Description of the task:
Copy every line of the entries below, from the line containing "Task: point_to locates the query in the photo above" down to the final line of the entries, both ends included, character for character.

----- Dataset excerpts -----

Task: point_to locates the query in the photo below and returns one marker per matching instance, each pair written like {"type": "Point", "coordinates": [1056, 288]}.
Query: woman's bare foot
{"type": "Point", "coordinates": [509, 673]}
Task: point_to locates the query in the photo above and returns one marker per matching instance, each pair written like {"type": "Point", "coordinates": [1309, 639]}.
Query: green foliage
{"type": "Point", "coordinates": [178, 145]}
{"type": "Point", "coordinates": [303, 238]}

-----

Task response:
Task: point_to locates the query in the photo above and returns one marker per matching instance, each pair written like {"type": "Point", "coordinates": [1309, 639]}.
Query: green foliage
{"type": "Point", "coordinates": [178, 145]}
{"type": "Point", "coordinates": [303, 238]}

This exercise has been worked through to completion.